§ Directive a
Format everything in the records from the line containing "Task: identify the stove" down to the last line of the records as a Markdown table with the columns Row and Line, skipping blank lines.

# Start of Page

# Just making myself miserable.



## Chico Buller (Sep 7, 2008)

I have an old friend who used to live in our area, and moved about 75 miles away.

In one breath I say "old friend," and in the next breath I regret he didn't move even farther away.

Now, you might find this odd coming *from me* who can actually quote the proper etiquette for knife fighting, but he has no social skills. He cannot read the moods of people in the room, he stays up very late, and once in your home he will not go away. When I hear he's coming, I resent it, and even make excuses if possible.

I haven't seen him in a while, he has knives here that need service, and I do owe him a visit. However, on any other Sunday I would have slept late, gone to the gym and then ridden my Harley. Now I'm sitting here watching the driveway. Even the mutts sense I'm not very happy.

# End of Page
# Start of Material

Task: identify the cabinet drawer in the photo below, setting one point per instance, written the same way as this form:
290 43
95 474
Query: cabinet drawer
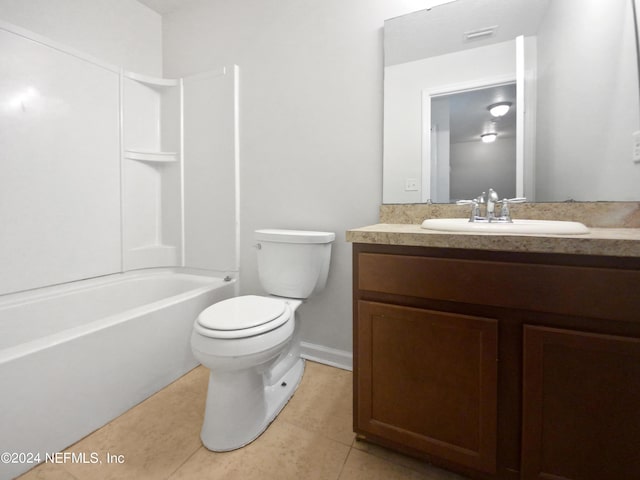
605 293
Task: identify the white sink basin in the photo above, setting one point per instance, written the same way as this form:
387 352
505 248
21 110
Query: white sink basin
548 227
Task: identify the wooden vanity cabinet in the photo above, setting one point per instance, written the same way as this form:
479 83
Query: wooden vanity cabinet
499 365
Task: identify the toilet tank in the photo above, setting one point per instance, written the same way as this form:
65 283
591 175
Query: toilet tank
293 263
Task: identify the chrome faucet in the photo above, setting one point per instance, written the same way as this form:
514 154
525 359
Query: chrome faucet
492 200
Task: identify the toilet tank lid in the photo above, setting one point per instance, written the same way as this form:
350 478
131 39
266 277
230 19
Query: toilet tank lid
294 236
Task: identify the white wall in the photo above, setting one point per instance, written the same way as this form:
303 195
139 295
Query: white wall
120 32
404 84
310 123
60 150
593 161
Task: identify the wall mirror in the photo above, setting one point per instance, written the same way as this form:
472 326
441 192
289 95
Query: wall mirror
568 69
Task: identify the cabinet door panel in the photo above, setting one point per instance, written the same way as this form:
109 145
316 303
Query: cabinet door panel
581 405
428 380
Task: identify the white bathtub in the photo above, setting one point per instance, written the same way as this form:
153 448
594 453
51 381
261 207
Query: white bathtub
73 357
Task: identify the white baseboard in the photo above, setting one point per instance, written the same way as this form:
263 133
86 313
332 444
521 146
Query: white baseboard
328 356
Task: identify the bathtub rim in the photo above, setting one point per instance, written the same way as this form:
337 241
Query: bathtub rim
66 335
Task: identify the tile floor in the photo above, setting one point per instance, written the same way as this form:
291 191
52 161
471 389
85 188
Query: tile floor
312 438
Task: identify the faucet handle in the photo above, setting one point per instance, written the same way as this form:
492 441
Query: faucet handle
475 209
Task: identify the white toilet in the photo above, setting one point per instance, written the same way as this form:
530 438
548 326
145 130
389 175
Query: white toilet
251 343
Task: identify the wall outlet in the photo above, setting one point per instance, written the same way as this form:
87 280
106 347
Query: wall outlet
636 146
411 184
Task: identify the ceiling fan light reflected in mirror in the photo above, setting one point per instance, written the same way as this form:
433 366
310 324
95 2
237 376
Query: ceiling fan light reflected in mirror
499 109
489 137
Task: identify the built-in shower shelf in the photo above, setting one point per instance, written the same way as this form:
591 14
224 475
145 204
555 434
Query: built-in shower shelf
152 81
162 157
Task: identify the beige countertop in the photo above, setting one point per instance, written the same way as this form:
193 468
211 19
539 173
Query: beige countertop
618 242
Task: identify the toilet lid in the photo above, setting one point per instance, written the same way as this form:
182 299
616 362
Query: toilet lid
240 313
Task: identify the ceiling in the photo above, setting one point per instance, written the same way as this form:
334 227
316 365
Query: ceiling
165 6
469 117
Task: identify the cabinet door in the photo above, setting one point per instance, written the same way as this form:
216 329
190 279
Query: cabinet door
428 380
581 405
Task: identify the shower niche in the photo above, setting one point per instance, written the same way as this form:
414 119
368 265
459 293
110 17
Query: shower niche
152 217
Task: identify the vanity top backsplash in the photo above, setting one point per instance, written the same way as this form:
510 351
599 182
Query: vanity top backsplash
592 214
614 229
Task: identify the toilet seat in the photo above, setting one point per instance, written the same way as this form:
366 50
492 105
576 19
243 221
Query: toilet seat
242 317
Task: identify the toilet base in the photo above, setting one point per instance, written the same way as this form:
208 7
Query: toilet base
240 406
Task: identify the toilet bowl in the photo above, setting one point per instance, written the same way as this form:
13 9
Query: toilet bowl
251 343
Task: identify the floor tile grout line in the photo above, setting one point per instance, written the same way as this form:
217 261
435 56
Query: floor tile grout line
188 457
346 458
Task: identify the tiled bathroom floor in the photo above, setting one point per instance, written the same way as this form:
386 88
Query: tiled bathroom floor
311 439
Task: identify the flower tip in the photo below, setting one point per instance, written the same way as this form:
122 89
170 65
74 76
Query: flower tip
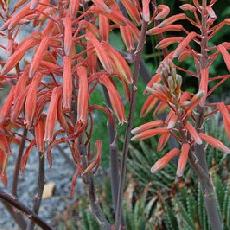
171 125
226 150
154 169
135 130
199 142
134 138
179 173
200 94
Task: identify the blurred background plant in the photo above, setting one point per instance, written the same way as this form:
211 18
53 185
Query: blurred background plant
158 201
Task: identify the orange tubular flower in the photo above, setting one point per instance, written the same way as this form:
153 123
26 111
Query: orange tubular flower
172 19
67 83
114 98
183 159
39 130
204 84
193 133
185 43
162 141
127 37
225 55
104 27
34 4
161 163
226 117
26 155
18 105
163 12
52 114
148 105
119 63
215 143
145 11
4 144
31 99
39 55
4 112
172 120
67 23
148 125
83 95
132 10
168 41
73 7
3 164
150 133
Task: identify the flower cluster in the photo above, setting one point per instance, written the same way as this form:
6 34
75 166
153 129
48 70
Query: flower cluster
50 92
186 112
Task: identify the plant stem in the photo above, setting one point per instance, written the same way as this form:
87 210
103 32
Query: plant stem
114 168
137 60
202 172
89 180
96 209
40 182
30 214
17 166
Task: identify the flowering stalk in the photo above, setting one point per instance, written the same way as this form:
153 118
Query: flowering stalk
137 59
187 112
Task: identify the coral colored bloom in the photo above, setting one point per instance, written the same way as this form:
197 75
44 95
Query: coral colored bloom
5 109
148 105
73 7
83 95
161 163
3 164
67 23
183 159
52 114
118 62
162 141
34 4
104 27
148 125
145 10
160 30
31 99
225 54
163 12
26 155
132 10
214 142
193 133
204 84
172 19
184 43
149 133
67 83
39 131
43 46
226 117
168 41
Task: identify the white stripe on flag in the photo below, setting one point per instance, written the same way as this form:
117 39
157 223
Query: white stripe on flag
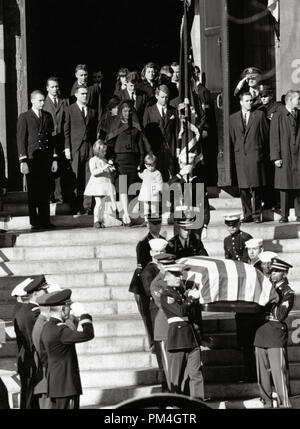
251 277
232 275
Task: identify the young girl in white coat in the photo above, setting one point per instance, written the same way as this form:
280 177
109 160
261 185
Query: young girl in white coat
100 185
151 187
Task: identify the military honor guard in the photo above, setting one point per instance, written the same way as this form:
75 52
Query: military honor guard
183 344
24 321
149 273
234 244
58 352
254 247
186 243
247 323
136 286
271 339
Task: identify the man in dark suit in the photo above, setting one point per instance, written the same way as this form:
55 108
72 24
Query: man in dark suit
249 133
133 93
38 158
136 286
56 105
80 130
94 90
58 352
271 340
284 148
160 124
24 321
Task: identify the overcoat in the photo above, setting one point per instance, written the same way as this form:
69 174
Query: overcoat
285 144
250 146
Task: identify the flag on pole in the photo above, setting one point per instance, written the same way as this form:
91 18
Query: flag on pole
227 280
189 109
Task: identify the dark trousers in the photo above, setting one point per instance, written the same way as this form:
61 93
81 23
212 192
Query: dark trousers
246 325
284 201
143 303
38 188
67 403
186 366
272 364
251 208
162 376
81 169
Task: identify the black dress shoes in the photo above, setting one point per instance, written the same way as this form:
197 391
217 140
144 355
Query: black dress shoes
248 219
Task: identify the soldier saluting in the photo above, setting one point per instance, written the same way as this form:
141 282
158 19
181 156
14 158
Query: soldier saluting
271 339
58 353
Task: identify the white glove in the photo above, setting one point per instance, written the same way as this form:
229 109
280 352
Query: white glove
203 233
77 309
54 167
68 153
194 293
24 168
187 169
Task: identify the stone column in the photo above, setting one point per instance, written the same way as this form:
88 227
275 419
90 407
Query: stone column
288 51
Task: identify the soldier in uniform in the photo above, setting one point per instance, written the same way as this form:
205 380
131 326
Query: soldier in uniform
234 244
38 158
58 353
271 339
247 323
266 262
40 379
136 287
254 247
183 344
24 321
186 243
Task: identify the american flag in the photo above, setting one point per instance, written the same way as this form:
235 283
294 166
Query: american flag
227 280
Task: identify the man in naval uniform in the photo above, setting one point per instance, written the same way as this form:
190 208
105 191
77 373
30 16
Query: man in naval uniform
234 244
24 321
271 339
136 287
58 352
186 243
183 342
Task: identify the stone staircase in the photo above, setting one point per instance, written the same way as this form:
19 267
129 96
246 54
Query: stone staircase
98 265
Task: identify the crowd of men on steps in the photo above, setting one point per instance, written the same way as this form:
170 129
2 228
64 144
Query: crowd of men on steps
145 116
56 138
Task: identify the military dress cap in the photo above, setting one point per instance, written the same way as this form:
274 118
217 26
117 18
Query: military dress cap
36 283
251 71
158 244
265 90
267 256
232 218
155 219
165 258
185 216
280 265
56 298
19 290
175 269
254 242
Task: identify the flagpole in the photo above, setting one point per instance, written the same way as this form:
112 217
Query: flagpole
186 81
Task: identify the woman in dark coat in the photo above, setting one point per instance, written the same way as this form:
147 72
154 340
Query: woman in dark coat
127 147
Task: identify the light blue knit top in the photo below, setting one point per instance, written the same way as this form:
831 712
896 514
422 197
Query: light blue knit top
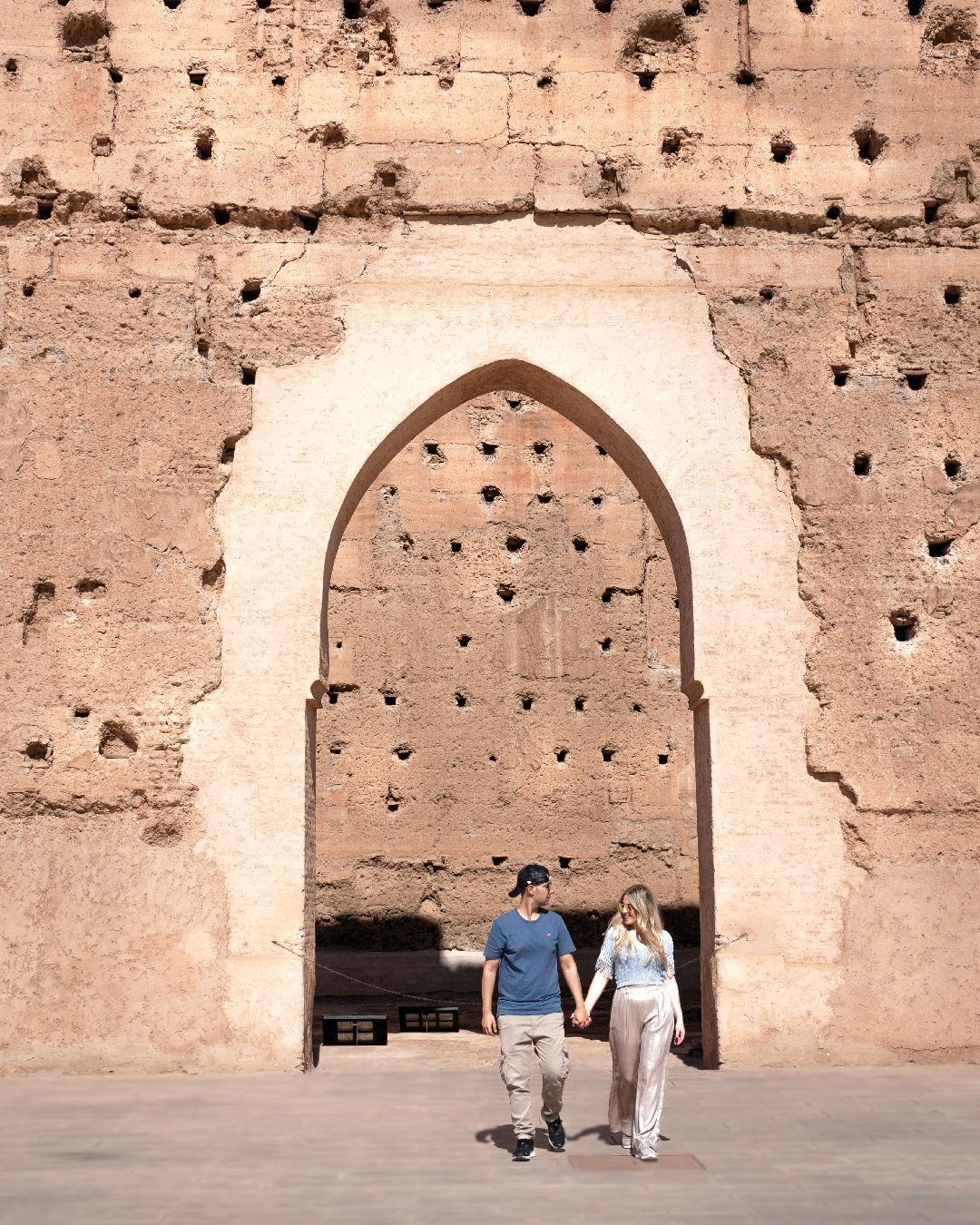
631 968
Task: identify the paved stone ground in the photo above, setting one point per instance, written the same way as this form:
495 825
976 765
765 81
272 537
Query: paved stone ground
416 1132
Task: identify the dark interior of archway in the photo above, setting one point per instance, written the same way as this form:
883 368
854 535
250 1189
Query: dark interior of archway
504 688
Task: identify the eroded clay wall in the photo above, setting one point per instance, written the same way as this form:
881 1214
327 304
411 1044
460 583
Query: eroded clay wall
504 689
186 190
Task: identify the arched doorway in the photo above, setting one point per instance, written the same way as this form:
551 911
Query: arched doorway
504 688
608 329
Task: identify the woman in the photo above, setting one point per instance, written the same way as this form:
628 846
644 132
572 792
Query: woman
646 1011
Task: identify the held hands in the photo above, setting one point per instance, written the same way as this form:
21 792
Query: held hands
581 1019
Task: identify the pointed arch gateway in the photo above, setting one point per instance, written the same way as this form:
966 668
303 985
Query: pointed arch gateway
608 329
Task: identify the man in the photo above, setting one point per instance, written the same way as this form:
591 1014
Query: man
527 945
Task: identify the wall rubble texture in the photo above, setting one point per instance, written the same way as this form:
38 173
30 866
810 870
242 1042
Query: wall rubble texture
185 188
452 748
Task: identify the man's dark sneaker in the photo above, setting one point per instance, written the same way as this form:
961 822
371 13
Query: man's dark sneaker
524 1151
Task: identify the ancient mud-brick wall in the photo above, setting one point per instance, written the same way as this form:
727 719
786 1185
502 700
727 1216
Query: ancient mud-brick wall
505 688
188 188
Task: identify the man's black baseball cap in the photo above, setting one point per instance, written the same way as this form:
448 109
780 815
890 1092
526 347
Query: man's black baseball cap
534 874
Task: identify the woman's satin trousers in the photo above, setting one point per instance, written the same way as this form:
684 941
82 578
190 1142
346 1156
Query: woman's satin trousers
640 1032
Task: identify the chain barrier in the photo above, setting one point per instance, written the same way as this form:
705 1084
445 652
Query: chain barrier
402 995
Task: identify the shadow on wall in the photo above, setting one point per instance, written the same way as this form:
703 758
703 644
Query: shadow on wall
402 955
413 933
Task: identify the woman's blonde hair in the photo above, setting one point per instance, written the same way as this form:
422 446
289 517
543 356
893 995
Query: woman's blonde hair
648 924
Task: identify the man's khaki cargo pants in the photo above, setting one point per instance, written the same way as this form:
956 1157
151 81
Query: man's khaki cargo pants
544 1035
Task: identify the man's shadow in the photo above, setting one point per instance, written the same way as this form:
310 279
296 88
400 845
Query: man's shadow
504 1138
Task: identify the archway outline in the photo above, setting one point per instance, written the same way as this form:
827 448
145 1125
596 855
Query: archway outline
608 328
539 385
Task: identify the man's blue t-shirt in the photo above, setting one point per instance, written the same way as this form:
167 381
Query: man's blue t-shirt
528 951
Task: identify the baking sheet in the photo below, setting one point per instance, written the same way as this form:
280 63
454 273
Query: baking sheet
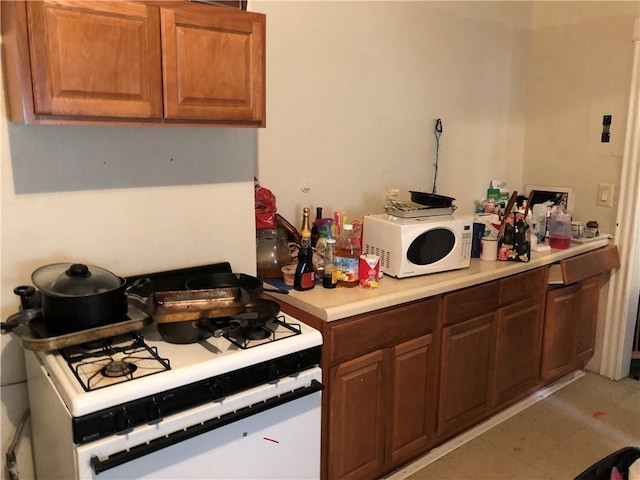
35 335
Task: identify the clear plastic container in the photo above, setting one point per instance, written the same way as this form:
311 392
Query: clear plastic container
560 230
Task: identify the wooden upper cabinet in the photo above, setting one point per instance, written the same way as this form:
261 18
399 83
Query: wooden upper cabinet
213 65
96 59
141 62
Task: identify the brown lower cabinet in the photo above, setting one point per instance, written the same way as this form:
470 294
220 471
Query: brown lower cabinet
402 380
491 351
570 327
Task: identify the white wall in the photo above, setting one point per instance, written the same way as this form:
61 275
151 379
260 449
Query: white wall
579 70
354 88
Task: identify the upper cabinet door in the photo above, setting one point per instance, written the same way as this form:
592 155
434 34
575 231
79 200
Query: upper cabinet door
95 59
213 64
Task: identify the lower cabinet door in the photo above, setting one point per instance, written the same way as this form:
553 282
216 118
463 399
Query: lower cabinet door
411 423
518 349
559 338
465 374
588 299
356 421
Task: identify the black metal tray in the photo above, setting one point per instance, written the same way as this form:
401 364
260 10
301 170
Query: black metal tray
431 199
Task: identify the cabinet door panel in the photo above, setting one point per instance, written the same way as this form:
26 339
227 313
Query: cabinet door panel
96 59
412 421
465 375
518 348
213 65
587 315
559 338
356 421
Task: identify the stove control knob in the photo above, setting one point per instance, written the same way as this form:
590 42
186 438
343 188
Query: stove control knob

# End of Material

§ Directive b
In the forum post, shorten the paragraph beginning "Now, you might find this odd" into a brief bulleted list that keeps its main facts.

§ Response a
| Row | Line |
|---|---|
| 1 | Task: identify the stove control knob in the photo above, setting one point per instance, written the same way as this form: |
| 2 | 590 42 |
| 3 | 186 438 |
| 4 | 343 188 |
| 5 | Query: stove control knob |

§ Response b
- The writer admits this may seem odd from someone who can quote proper knife-fighting etiquette.
- The friend has no social skills. He can't read people's moods, stays up very late, and won't leave once he's in your home.
- The writer resents hearing he's coming and makes excuses when possible.